Cosa si chiede: Trascrivi senza modifiche, dal brano sulla sinistra riformista, il tratto che va da "L’accelerazione della storia" fino a "non di parte.".

═════ Brano citato

L’accelerazione della storia mondiale, le sue crisi devastanti, le nuove sfide energetiche e della sostenibilità ambientale, il lavoro che diviene effimero, le gravi diseguaglianze sociali, i conflitti e gli scontri etnici, le grandi migrazioni di interi popoli, l’impatto della globalizzazione, sono tutte questioni che devono essere affrontate contemporaneamente.
Tutto ciò rende il quadro nazionale e internazionale piuttosto complicato per qualunque movimento della sinistra riformista e l’agenda politica diviene molto impegnativa.
Qualcuno dice che ci sarà bisogno di tutti, e ha ragione, nessuno potrà più chiamarsi fuori pago delle rendite di posizione.
Si torna tutti in gioco per il bene collettivo e non di parte.
Già capire questo sarebbe un grande primo passo.
Ma iniziare a ricostruire un’identità a questa sinistra porta ad una ricerca più vasta che sappia guardare anche al di fuori del suo campo storico, serve una nuova percezione della vita sociale calandosi nella sua realtà, serve una nuova attrezzatura che regga l’impatto di quegli eventi che già stanno modificando l’esistenza di ognuno di noi, servirà un nuovo progetto per dare soluzioni percorribili.

══════════
═════ Materiale

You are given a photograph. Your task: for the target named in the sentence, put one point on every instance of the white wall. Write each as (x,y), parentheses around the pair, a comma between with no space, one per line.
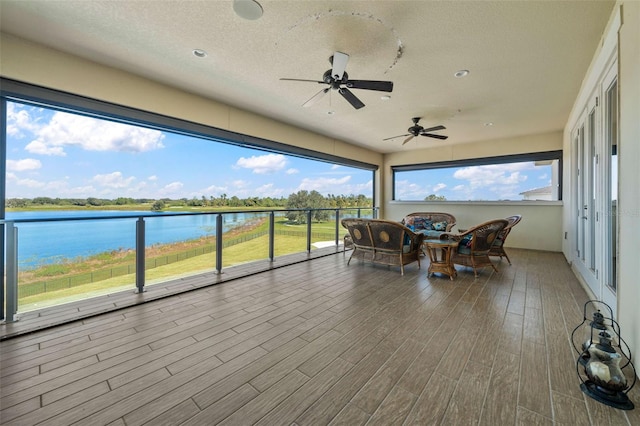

══════════

Risposta corretta:
L’accelerazione della storia mondiale, le sue crisi devastanti, le nuove sfide energetiche e della sostenibilità ambientale, il lavoro che diviene effimero, le gravi diseguaglianze sociali, i conflitti e gli scontri etnici, le grandi migrazioni di interi popoli, l’impatto della globalizzazione, sono tutte questioni che devono essere affrontate contemporaneamente.
Tutto ciò rende il quadro nazionale e internazionale piuttosto complicato per qualunque movimento della sinistra riformista e l’agenda politica diviene molto impegnativa.
Qualcuno dice che ci sarà bisogno di tutti, e ha ragione, nessuno potrà più chiamarsi fuori pago delle rendite di posizione.
Si torna tutti in gioco per il bene collettivo e non di parte.